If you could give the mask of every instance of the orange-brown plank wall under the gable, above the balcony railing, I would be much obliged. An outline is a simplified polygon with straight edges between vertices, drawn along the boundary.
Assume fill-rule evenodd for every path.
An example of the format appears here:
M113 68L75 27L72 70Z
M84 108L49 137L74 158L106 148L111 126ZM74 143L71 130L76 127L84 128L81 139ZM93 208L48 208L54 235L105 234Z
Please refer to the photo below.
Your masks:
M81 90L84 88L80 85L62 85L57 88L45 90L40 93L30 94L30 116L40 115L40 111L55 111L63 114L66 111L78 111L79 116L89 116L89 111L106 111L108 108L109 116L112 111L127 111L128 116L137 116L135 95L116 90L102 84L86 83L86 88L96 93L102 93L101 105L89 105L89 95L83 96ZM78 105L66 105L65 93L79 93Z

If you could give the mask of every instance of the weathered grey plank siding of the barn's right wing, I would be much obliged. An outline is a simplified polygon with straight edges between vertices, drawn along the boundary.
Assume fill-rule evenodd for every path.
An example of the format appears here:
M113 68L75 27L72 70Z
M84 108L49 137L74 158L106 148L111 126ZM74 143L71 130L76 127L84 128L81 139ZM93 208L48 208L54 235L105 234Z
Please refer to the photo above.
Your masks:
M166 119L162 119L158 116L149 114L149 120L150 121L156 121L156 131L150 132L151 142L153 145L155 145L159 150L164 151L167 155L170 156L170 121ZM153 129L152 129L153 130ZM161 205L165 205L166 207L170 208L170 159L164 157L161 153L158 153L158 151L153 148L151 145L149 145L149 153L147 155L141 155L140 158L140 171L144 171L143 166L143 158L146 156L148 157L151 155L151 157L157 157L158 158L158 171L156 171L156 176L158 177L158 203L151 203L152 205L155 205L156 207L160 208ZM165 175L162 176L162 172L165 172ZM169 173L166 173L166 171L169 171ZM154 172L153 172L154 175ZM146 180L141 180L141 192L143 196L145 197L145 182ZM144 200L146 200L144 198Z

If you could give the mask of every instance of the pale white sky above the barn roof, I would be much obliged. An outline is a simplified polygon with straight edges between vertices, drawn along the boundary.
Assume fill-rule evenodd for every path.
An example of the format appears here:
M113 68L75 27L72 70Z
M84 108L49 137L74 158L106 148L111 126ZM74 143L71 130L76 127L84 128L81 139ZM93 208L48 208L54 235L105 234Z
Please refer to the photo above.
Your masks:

**********

### [Task statement]
Every single entry is to be retyped exactly.

### [Your solution]
If you could give the mask of every instance of the orange-brown plank wall under the gable, above the balcony railing, I would be much obliged. An outline is a simplified polygon with straight edges between vertices, drawn along the boundary.
Assume fill-rule evenodd for every path.
An example of the format appears here:
M113 68L75 27L72 70Z
M84 108L49 137L74 158L106 148L111 126ZM74 143L71 130L76 127L84 128L81 139ZM93 208L48 208L54 235L105 234Z
Please refer to the photo below.
Your masks:
M81 90L84 88L80 85L62 85L57 88L45 90L40 93L30 94L30 116L40 115L40 111L55 111L63 114L66 111L78 111L79 116L89 116L89 111L106 111L108 108L109 116L112 111L127 111L128 116L137 116L135 95L116 90L102 84L86 83L86 88L96 93L102 93L101 105L89 105L89 95L83 96ZM78 105L66 105L65 93L79 93Z

If you could give the mask of every instance of the weathered grey plank siding of the barn's right wing, I would be much obliged. An outline is a simplified polygon with straight edges between vertices, drawn along the boundary.
Assume fill-rule evenodd for every path.
An example of the format appears here:
M113 68L75 27L72 70Z
M84 108L49 137L74 158L106 148L111 126ZM74 143L71 130L76 127L84 128L81 139ZM93 208L48 208L54 235L105 234Z
Please refer to the photo above.
Your masks:
M166 119L162 119L158 116L149 114L149 120L150 121L156 121L156 131L150 132L151 142L153 145L155 145L159 150L164 151L167 155L170 156L170 121ZM153 129L152 129L153 130ZM161 205L165 205L166 207L170 208L170 159L164 157L161 153L158 153L158 151L153 148L151 145L149 145L149 153L147 155L141 155L140 158L140 171L144 171L143 166L143 158L146 156L148 157L151 155L151 157L157 157L158 158L158 171L156 171L156 176L158 177L158 203L151 203L152 205L155 205L156 207L160 208ZM165 175L162 176L162 172L165 172ZM169 173L166 173L166 171L169 171ZM154 172L153 172L154 175ZM146 180L141 180L141 192L143 196L145 197L145 182ZM144 200L146 200L144 198Z

If you could give the mask of every instance of the pale white sky above the barn roof, I would be much obliged. An outline is a simplified polygon with straight edges between vertices, drawn along the boundary.
Assume fill-rule evenodd for every path.
An example of the format appears here:
M113 68L75 27L72 70Z
M84 108L49 137L74 158L106 148L111 126ZM74 143L71 130L76 127L84 128L81 139ZM93 208L48 208L54 235L105 234Z
Please refer to the photo above.
Your masks:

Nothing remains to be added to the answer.